TEXTO DE LEITURA ▸
----

"Mistério" de Mestre Piranga será revelado em livro e documentário
Olhos esbugalhados e estrábicos,
mais a cabeleira em contornos triangulares, são características das esculturas
de "Mestre Piranga". Na foto, escultura de Nossa Senhora das Mercês(foto:
Marcelo Sant'Anna/EM/D.A Press)
A riqueza de Minas Gerais no
período colonial contribuiu para o desenvolvimento de ambiente cultural sem
precedentes no Brasil do século 18. Para atender à demanda da Igreja Católica,
artífices produziram intensamente obras sacras, que se tornaram um dos
principais legados artísticos daquela época. Aleijadinho, que morou em Ouro
Preto e atuou em várias partes do estado, é o mais conhecido e valorizado de
todos. Mas outros artistas, por falta de pesquisas aprofundadas, permanecem
desconhecidos. “Mestre Piranga”, designação da oficina que se instalou na Zona
da Mata, é um exemplo que se encaixa perfeitamente nesse contexto.

----

ENUNCIADO DA TAREFA ▸ Dê continuidade ao texto sobre a oficina "Mestre Piranga" a partir de sua última frase.

----

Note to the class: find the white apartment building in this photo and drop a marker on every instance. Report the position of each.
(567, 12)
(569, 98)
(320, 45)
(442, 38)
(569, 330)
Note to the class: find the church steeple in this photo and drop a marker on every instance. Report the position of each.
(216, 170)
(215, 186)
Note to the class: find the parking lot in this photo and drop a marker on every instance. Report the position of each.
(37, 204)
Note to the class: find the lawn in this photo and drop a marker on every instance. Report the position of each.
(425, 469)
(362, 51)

----

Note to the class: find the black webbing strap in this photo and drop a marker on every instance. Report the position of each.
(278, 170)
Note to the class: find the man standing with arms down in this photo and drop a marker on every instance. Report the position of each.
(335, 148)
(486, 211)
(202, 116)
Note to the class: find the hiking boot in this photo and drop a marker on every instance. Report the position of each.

----

RESPOSTA DA TAREFA ▸
Para entender esse fenômeno das
artes plásticas, aproveitamo-nos aqui do artigo “O imaginário e inimaginável
santeiro, todo Aleijadinho”, do falecido museólogo Orlandino Seixas Fernandes,
publicado em 1981 no Suplemento Literário de Minas Gerais, que contextualiza o
ambiente artístico da Capitania das Minas do Ouro após seu desmembramento da
província de São Paulo, homologada pela Coroa portuguesa no ano de 1720:
"... Ao contrário da costa,
onde tudo eram sedimentações, conservadorismos e persistências, bem típicos das
atividades de comércio, e transporte nelas sobremodo exercidos, nas Alterosas,
ao invés, tudo estava sempre por fazer-se ou sendo refeito, nada era estável
posto que o próprio solo de contínuo era movido pelo interesse humano ou
consequência dele...."
Tratava-se, portanto, de uma
sociedade heterogênea, conflitante, em que se relacionavam pessoas de
diferentes origens e culturas, com pontos de vistas e níveis educacionais
distintos, mesclando o erudito com o popular, de forma tumultuada e dinâmica.
Escultura
de Nossa Senhora da Conceição em madeira policromada é exemplo de peça
produzida no século 18 pela oficina de barroco mineiro "Mestre
Piranga"(foto: Denise Andrade/Divulgação)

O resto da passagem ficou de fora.